### Goal 1
Copy the part of the passage about Lake San Cristobal starting with "Astute readers (and" and going on through "an Eastern perspective.".

### Extract to read
--- start ---

But of more interest is the reason Lake City is named Lake City.  The town is located just a few miles north of Lake San Cristobal (you can see it on my landing map) which happens to be the second largest natural lake in Colorado.  I would normally show a GE shot of the lake, but some pesky clouds are in the way.  So, alternatively, here’s a Bing Maps shot of the lake:

 lake bing maps

Astute readers (and that includes you, Cheryl) may recall my McHenry IL post, where I waxed geologically about lakes.  What the heck, I’ll repeat here what I said (even though it’s from an Eastern perspective.

Let me digress a moment and talk about lake formation in general.  Geologically speaking (at least in the tectonically-stable eastern half of the country), lakes are unexpected interlopers on the geologic landscape, and they’re temporary, at that.

 You can start with any long-term geologically-formed landscape (un-glaciated), be it long eroded vestiges of former high mountains (like the Appalachians), a plateau (like the Allegheny Plateau of western Pennsylvania), or depositional landscapes, like coastal plains.  All of these landscapes have one thing in common:  they all have valleys and streams, but no lakes!  That’s because, as drainage patterns carve and shape the landscape, they naturally develop a drainage system whereby a drop of water continually runs downhill seeking the ocean (no lakes).

 Lakes only occur when something disrupts the natural drainage pattern, like a huge old glacier gouging out rock and dumping debris willy-nilly all over the landscape.  So, in the south, the only lakes are man-made.  But in the glaciated north, the landscape is strewn with lakes:  Minnesota, the land of 10,000 lakes!  The Great Lakes!  And, of course, the Chain O’Lakes!

 All lakes are temporary, because rivers and streams that flow into the lakes bring in sediment that is deposited in the lakes, slowly but surely filling them up.

 So, something must have happened here near Lake City to disrupt the normal drainage patterns and create a lake.  A glacier that dumped / bulldozed a bunch of rocks and dirt and made a lake?  Not a bad guess (and it is the reason for Colorado’s largest natural lake, Grand Lake), but it’s not what caused Lake San Cristobal.

 No, something very dramatic happened only about 700 years ago at this very spot.  I’m sure the local Native Americans were fascinated when it happened!

 And what was it?  A landslide.  A very large landslide.  Sticking with Bing Maps, here’s an aerial shot of the landslide:

 bing map landslide

The entirety of the landslide (known as the Slumgullion Slide) is outlined.  You can see the headwall to the right up at the ridge; down in the valley, the slide material spread out, dammed up the Lake Fork of the Gunnison River, and formed Lake San Cristobal.  Pretty cool, eh?

 Here’s an oblique GE view of the headwall:

bing map landslide headwall

 

Almost looks like it just happened!

--- end ---

### Goal 2
Arrange the lines of the records below as a numbered list, starting with the line with "For the dataset, pick out the wall" and going on through the end of the records, with blank lines left out. Leave the pictures out of your answer.

Coordinate annotation records:
--- start ---

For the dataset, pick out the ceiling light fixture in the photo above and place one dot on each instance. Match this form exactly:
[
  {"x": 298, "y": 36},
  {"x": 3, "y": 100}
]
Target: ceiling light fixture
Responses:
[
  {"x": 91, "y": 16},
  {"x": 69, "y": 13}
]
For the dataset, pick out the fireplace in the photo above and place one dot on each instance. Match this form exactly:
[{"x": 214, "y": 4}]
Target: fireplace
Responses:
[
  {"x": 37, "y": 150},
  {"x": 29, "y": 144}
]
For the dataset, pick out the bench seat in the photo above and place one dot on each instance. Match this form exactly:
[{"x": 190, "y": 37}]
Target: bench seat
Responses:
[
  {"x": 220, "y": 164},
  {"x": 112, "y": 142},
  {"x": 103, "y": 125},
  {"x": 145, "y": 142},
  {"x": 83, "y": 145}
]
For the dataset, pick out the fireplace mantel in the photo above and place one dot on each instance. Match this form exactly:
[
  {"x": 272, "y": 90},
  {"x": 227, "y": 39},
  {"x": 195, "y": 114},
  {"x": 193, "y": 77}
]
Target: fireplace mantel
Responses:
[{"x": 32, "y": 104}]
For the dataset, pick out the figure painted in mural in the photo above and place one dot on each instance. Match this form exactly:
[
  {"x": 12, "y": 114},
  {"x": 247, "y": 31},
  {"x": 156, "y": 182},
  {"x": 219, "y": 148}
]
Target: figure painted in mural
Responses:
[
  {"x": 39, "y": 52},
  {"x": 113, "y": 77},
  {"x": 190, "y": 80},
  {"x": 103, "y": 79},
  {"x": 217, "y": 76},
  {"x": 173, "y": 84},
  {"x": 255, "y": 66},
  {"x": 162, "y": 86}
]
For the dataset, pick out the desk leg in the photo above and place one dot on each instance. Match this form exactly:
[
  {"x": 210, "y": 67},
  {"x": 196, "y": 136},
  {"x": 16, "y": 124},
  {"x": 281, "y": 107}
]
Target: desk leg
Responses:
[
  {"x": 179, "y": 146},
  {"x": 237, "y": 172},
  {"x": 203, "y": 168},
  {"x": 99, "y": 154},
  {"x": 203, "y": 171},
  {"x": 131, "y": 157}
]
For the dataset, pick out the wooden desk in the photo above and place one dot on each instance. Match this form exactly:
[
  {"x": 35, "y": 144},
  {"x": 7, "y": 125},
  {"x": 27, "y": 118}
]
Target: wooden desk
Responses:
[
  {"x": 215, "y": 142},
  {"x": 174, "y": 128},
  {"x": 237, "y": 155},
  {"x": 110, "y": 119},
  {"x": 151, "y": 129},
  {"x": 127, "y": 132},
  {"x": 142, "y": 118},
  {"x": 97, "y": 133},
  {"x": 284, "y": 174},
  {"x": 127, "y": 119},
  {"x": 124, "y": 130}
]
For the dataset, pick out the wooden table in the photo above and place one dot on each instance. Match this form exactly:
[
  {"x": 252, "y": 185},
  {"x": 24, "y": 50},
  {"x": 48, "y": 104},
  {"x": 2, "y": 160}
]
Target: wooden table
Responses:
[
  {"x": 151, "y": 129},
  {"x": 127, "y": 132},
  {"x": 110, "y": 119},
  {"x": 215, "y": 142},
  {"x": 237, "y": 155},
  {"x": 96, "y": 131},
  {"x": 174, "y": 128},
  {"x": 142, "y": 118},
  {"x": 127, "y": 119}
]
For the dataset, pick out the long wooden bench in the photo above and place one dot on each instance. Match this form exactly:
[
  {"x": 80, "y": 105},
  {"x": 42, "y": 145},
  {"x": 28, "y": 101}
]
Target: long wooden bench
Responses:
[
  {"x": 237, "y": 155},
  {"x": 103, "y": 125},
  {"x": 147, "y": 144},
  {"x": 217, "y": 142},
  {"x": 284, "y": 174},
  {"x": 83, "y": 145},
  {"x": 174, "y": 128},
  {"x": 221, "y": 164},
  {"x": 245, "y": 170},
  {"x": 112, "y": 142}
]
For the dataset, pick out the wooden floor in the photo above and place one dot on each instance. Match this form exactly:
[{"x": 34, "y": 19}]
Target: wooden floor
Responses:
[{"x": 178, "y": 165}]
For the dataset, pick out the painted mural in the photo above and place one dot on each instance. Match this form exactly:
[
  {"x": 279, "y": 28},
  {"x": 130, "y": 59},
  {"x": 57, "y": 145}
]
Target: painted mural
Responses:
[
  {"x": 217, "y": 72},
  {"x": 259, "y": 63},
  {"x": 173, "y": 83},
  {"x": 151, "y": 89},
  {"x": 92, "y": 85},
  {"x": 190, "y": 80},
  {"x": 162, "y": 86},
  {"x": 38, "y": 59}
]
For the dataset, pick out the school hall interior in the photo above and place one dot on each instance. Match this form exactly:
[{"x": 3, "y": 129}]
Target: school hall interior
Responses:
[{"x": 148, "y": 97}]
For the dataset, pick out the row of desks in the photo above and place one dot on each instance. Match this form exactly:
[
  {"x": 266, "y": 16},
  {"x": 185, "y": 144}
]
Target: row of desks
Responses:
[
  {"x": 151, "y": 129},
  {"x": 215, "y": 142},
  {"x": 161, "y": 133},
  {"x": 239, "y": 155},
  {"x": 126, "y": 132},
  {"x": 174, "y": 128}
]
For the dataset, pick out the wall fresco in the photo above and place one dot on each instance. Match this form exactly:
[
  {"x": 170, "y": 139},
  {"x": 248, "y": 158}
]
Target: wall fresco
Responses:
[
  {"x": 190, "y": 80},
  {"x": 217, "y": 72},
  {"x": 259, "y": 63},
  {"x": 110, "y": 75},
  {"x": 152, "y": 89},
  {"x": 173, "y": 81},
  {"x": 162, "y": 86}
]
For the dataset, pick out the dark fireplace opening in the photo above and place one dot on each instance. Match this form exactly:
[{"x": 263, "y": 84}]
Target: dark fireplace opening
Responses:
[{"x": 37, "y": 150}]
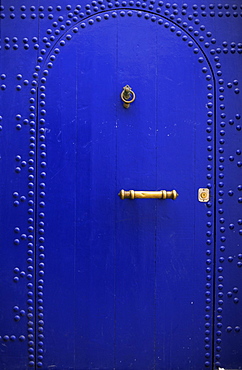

--- end ---

### Worked answer 1
Astute readers (and that includes you, Cheryl) may recall my McHenry IL post, where I waxed geologically about lakes.  What the heck, I’ll repeat here what I said (even though it’s from an Eastern perspective.

### Worked answer 2
1. For the dataset, pick out the wall fresco in the photo above and place one dot on each instance. Match this form exactly:
2. [
3.   {"x": 170, "y": 139},
4.   {"x": 248, "y": 158}
5. ]
6. Target: wall fresco
7. Responses:
8. [
9.   {"x": 190, "y": 80},
10.   {"x": 217, "y": 72},
11.   {"x": 259, "y": 63},
12.   {"x": 110, "y": 75},
13.   {"x": 152, "y": 89},
14.   {"x": 173, "y": 81},
15.   {"x": 162, "y": 86}
16. ]
17. For the dataset, pick out the dark fireplace opening in the photo above and place one dot on each instance. Match this form exactly:
18. [{"x": 263, "y": 84}]
19. Target: dark fireplace opening
20. Responses:
21. [{"x": 37, "y": 150}]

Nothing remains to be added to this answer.